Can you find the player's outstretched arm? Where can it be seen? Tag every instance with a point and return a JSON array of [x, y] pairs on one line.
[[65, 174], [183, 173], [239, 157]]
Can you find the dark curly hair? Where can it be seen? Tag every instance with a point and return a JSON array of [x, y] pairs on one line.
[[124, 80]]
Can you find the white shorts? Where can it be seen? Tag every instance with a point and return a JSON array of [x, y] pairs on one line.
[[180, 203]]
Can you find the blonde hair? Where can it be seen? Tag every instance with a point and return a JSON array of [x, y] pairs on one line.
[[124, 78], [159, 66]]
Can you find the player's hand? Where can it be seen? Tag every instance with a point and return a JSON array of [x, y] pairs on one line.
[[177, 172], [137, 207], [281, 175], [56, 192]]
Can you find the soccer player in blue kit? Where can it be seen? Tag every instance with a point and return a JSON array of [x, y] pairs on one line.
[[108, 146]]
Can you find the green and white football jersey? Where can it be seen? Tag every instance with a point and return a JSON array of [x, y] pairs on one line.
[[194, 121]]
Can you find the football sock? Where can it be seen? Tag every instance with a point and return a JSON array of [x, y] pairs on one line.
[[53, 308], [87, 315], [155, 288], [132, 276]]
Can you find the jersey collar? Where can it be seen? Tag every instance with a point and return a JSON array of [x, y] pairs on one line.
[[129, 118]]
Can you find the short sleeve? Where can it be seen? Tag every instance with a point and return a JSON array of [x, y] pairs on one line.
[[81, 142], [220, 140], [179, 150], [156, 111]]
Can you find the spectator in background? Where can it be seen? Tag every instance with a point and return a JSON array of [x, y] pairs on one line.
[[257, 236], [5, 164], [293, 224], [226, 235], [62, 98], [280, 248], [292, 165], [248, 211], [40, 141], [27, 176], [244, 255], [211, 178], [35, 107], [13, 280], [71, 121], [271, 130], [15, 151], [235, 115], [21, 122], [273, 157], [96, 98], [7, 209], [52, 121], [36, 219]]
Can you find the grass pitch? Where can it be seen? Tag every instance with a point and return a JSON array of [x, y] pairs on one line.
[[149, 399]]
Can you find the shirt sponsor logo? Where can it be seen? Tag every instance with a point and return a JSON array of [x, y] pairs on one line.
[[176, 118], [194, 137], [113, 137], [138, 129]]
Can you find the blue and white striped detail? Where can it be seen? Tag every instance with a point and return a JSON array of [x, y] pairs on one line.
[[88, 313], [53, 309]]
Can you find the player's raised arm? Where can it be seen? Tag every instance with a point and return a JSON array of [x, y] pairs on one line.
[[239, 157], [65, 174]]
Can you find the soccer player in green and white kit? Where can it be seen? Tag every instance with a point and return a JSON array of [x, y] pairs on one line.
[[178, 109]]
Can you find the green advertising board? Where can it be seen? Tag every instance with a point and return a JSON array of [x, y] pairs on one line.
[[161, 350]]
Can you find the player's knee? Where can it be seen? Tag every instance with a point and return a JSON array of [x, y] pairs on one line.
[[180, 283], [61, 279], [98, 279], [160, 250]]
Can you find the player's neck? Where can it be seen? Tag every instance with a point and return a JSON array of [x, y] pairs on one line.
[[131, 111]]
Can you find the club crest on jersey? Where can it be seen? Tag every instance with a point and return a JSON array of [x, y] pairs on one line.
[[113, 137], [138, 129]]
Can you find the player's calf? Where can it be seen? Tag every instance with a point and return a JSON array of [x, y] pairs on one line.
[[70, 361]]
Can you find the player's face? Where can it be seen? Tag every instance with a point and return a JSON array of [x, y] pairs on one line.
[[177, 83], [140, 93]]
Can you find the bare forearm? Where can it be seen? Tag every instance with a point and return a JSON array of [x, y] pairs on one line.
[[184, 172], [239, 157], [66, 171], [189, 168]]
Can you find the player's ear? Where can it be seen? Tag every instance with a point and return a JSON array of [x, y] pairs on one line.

◆ ◆ ◆

§ **TASK GOAL**: Reproduce all the rows above with "Tag every instance with a point" changed to "Mark each occurrence with a point" and everything else left as it is.

§ **EXERCISE OUTPUT**:
Can you find the player's outstretched arm? Where can it be seen? Mark each occurrence with a point and return a JSON array of [x, y] pairs on one line.
[[65, 174], [183, 173], [239, 157]]
Can you find the dark curly hair? Where can it be seen? Mark each occurrence with a point and return a JSON array of [x, y] pairs on one line.
[[124, 80]]
Can you find the white shorts? Where can it be seen? Mark each occurrence with a point and return a JSON array of [x, y] pairs on one line.
[[180, 203]]
Can you find the blonde hair? Where can it be seen? Mark each occurrence with a point and return a JSON array of [x, y] pairs on one line.
[[124, 78], [159, 66]]
Can you find the player's hand? Where can it be seen? Mark each occurrence with a point and return a JSON array of [x, y] pairs on one line.
[[177, 172], [137, 207], [281, 175], [56, 192]]
Can you find the soccer player in blue kit? Where can it be seen? Mark each occurrence with a point and return a JSON array of [x, y] pairs on one line.
[[108, 146]]
Can you find the green and white football jersey? Where can it be seen? Mark each occurrence with a point and return a JSON array of [x, y] pairs on one line.
[[194, 121]]
Can you find the football sock? Where can it be seen? Mark each occurrence with a point and return a JSON array of [x, y] pairs on one line.
[[53, 308], [87, 315], [155, 288], [132, 276]]
Can you find the jersey collar? Where can it be seen? Mark each occurrence with a point and return a JSON array of [x, y] pairs on one line.
[[129, 118]]
Can you find the short sleeve? Where can it be seen? Mark each occurrence with a point and return a JSON array of [x, y] pairs on one line.
[[81, 142], [220, 140], [179, 150], [156, 111]]
Can you find the spectator in background? Where can it be seen? Mark each occurrence with a point and return a JSON array of [x, y] pairs on one line.
[[257, 236], [5, 164], [293, 224], [226, 235], [62, 98], [280, 248], [292, 165], [248, 211], [40, 141], [27, 176], [244, 255], [211, 178], [35, 107], [13, 280], [71, 121], [271, 130], [15, 151], [235, 115], [21, 122], [273, 157], [96, 98], [7, 209], [52, 121], [36, 219]]
Can you find the grass pitch? Where can it be seen? Mark each occurrence with a point and return a JSON array of [x, y] pairs on one line.
[[149, 399]]
Can you find the shirt sponsor logo? Where can it be seen? Mark each occurrence with a point and return a JSON array of [x, y] pairs on one line.
[[176, 118], [194, 137], [113, 137], [138, 129]]
Can you find the blue and white striped detail? Where can it be seen? Mark each occurrence with a point and return a JSON array of [x, y] pairs on one line.
[[88, 313], [53, 309]]
Can you find the player's raised arm? Where can it be seen? Mark each occurrence with a point and return a JSON array of [x, y] pairs on one line.
[[239, 157], [65, 174]]
Can you find the soccer player in green and white kit? Where can it be seen? Mark each occurrence with a point and return a JSON array of [x, y] pairs on one line.
[[178, 109]]
Can you find the green advertising board? Where can it be seen? Mark each occurrence with a point and return a JSON array of [x, y] pairs on one line.
[[161, 350]]
Can you find the player's knee? Where can it be seen? Mark each occurrence with a point and return a JSON array of [x, y] pairs on one line.
[[180, 283], [61, 279], [98, 279], [160, 250]]
Can you find the player's neck? Where can it be seen? Mark each occurrence with a point and return a JSON array of [x, y] pairs on one line.
[[131, 111]]
Can you find the club crest on jersey? Where can it be seen? Mark each occurrence with a point and return a JSON array of [x, y] pairs on one line.
[[113, 137], [138, 129]]
Can you find the player's calf? Where can it be seen? Mark each occurrence with a point and return a JSON array of [x, y] pairs on one line.
[[70, 361]]
Can you find the player's face? Where can it be seen? Mark each occurrence with a point and return a JSON array of [x, y] pairs on one line.
[[177, 83], [140, 93]]
Can you find the bare forearm? Where can it be seen? Mark each occurrence with a point and return a JSON array of [x, y] pairs on one line.
[[184, 172], [239, 157], [66, 171], [189, 168]]
Can you find the player's ear? Where can it be seen? Mark each occurrence with a point and return a JSON array of [x, y] pairs on one line.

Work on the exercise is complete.